(EXCERPTED TEXT)

Just as bikram yoga ensconces itself within America’s collective conscious, the burgeoning practice of “fizzy yoga” offers the consumer class a new twist on ancient Vedic technology.

Looking fossilized at an age earlier than her 56 years, Sex and the City star Kim Cattrall says she has become enamored with the physiotherapy regimen, which combines meditative breathing and movements with yoga poses. “As I get older, I find that cardio is less important to me,” Cattrall told The London Times. “What I want to do is intense stretching.”

The actress says the physiotherapy program poses less risk of injury than “regular yoga” with instructors unversed in “the way of the body.” But like many yoga practitioners, Cattrall praised her teacher with cultish enthusiasm, crediting London-based instructor Helen O’Neil with “saving her life.”

In her mid-50s, Cattrall starred in Tennessee Williams’ Sweet Bird of Youth for three months in London this summer, suffering a sore right knee with “bruises bigger than a professional snowboarder” — which is when she discovered the new treatment. “I think Helen’s really got her finger on something that women my age can use to make our lives pain-free,” she said.

So Cattrall took her passion for yoga to a level that many American practitioners would envy. She invited her New York-based yoga instructor Diana Zotos to fly to London to meet O’Neil, for a meeting of the minds. Not since the jazzercise craze of the 1980s has Cattrall been this wound up about something, she said.

(End EXCERPTED TEXT)

* _TASK STATEMENT_:
Extract word for word the passage of the fizzy yoga article that begins at "In her mid-50s, Cattrall" and stops after "something, she said.".

(COLLECTED MATERIAL)

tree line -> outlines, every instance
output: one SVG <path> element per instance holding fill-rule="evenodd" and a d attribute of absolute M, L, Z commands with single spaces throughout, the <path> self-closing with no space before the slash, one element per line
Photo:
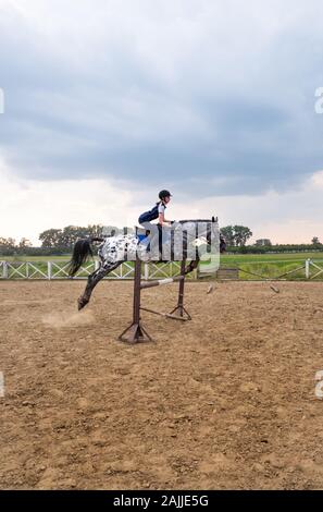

(End COLLECTED MATERIAL)

* _ANSWER TO THIS TASK_:
In her mid-50s, Cattrall starred in Tennessee Williams’ Sweet Bird of Youth for three months in London this summer, suffering a sore right knee with “bruises bigger than a professional snowboarder” — which is when she discovered the new treatment. “I think Helen’s really got her finger on something that women my age can use to make our lives pain-free,” she said.

So Cattrall took her passion for yoga to a level that many American practitioners would envy. She invited her New York-based yoga instructor Diana Zotos to fly to London to meet O’Neil, for a meeting of the minds. Not since the jazzercise craze of the 1980s has Cattrall been this wound up about something, she said.